─── Supplied records ───
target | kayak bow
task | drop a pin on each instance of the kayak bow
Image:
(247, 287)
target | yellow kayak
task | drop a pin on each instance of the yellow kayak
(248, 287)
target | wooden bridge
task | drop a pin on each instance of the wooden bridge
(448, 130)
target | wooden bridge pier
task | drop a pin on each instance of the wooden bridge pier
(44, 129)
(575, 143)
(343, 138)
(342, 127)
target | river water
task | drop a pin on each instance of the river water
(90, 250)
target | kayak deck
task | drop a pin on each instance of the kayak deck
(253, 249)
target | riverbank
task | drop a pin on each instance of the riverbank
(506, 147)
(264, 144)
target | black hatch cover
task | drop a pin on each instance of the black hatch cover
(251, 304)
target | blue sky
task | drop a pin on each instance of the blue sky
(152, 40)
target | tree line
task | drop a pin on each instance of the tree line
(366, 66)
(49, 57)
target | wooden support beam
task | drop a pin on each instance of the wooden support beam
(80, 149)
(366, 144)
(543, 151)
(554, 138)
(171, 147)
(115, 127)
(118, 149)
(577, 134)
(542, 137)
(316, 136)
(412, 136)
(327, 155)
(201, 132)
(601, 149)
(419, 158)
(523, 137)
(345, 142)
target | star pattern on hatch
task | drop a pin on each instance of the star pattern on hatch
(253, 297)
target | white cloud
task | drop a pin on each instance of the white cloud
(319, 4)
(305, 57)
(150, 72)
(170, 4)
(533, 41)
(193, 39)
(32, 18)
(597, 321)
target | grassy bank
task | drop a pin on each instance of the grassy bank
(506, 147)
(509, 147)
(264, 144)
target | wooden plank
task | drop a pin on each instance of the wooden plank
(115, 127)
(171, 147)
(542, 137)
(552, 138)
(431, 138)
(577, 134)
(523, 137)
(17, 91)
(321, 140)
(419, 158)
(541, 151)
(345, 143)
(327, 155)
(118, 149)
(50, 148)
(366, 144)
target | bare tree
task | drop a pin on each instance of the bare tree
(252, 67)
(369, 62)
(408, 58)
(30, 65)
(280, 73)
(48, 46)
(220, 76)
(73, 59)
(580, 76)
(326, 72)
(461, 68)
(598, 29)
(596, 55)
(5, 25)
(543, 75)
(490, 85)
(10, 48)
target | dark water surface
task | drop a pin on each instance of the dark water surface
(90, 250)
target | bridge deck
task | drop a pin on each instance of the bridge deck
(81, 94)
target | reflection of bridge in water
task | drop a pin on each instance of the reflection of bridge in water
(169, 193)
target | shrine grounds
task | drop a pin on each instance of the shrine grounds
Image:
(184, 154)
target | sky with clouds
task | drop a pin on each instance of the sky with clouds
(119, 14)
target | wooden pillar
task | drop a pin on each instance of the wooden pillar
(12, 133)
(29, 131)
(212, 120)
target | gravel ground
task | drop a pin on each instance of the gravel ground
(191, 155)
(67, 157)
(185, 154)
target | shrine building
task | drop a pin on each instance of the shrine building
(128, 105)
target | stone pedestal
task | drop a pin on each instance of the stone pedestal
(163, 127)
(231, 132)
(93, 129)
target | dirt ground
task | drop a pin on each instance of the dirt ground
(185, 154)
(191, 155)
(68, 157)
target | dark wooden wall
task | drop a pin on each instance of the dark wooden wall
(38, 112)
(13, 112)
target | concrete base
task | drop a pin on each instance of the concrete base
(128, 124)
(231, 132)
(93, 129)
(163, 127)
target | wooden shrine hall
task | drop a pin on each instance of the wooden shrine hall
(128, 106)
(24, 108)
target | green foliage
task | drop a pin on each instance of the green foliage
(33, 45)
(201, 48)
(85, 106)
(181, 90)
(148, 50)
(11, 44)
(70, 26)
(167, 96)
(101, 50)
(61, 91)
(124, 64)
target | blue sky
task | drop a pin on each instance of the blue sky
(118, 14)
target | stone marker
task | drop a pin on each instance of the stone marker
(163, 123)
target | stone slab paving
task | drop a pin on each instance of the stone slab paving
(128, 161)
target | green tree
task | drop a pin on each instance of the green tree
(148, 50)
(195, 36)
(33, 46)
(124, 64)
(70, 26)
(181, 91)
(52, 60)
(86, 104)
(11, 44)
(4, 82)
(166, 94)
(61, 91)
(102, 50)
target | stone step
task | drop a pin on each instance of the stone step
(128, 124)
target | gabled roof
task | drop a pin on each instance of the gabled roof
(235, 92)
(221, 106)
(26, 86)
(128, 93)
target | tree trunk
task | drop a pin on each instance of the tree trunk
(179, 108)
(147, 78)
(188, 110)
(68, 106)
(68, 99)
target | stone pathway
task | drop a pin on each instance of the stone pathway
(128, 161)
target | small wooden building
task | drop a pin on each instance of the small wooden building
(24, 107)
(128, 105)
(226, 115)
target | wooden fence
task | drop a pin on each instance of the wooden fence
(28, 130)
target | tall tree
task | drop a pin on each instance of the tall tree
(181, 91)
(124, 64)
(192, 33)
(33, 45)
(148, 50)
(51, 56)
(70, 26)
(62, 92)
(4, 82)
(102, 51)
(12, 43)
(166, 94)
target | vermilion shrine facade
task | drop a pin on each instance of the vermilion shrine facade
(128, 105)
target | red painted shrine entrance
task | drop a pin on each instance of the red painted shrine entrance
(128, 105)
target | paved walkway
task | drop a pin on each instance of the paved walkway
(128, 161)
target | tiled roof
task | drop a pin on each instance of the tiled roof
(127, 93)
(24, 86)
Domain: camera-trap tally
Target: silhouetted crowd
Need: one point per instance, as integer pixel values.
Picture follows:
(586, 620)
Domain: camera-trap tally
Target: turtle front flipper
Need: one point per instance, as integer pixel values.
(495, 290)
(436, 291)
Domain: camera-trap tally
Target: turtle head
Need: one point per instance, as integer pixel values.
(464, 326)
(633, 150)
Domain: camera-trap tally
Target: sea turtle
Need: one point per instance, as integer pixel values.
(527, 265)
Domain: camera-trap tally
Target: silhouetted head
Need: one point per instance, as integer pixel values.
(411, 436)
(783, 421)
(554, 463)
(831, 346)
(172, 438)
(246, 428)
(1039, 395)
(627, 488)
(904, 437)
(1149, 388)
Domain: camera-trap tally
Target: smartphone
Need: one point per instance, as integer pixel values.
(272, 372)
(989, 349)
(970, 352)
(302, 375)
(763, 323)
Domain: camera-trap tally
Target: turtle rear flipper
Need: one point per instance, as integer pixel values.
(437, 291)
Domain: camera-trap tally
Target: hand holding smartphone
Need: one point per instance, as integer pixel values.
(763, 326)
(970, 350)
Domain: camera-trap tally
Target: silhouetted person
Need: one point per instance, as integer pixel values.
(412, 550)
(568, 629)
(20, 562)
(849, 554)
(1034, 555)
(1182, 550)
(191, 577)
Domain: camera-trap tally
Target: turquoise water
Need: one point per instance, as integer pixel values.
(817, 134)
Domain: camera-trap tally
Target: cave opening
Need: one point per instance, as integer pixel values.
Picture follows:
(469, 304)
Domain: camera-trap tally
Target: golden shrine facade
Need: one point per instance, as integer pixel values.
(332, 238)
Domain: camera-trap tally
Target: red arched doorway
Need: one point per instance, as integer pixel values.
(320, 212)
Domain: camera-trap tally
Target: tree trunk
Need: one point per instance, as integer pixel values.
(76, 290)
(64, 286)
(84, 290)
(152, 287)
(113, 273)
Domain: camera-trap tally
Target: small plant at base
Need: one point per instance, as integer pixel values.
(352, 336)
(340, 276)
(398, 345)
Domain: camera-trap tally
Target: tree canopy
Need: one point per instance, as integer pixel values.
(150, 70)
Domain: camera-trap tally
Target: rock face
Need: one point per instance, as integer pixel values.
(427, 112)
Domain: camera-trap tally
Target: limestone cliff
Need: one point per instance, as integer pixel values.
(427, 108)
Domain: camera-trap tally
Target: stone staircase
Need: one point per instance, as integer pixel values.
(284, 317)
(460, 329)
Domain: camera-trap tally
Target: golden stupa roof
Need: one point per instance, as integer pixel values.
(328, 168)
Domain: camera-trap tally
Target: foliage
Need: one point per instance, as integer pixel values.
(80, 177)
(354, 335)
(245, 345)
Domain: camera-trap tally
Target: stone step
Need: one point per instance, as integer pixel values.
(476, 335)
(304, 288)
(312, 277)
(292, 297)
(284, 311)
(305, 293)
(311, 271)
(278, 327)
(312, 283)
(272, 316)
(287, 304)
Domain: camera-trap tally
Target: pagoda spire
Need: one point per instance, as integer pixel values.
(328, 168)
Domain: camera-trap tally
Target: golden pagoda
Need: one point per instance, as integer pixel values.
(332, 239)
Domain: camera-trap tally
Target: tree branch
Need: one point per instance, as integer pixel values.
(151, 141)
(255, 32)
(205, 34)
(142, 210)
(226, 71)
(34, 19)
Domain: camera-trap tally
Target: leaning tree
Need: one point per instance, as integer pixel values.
───
- Problem -
Report each line in the data above that contains the word "pier".

- Response to this exercise -
target | wooden bridge pier
task | drop a pin on each instance of the wooden bridge pier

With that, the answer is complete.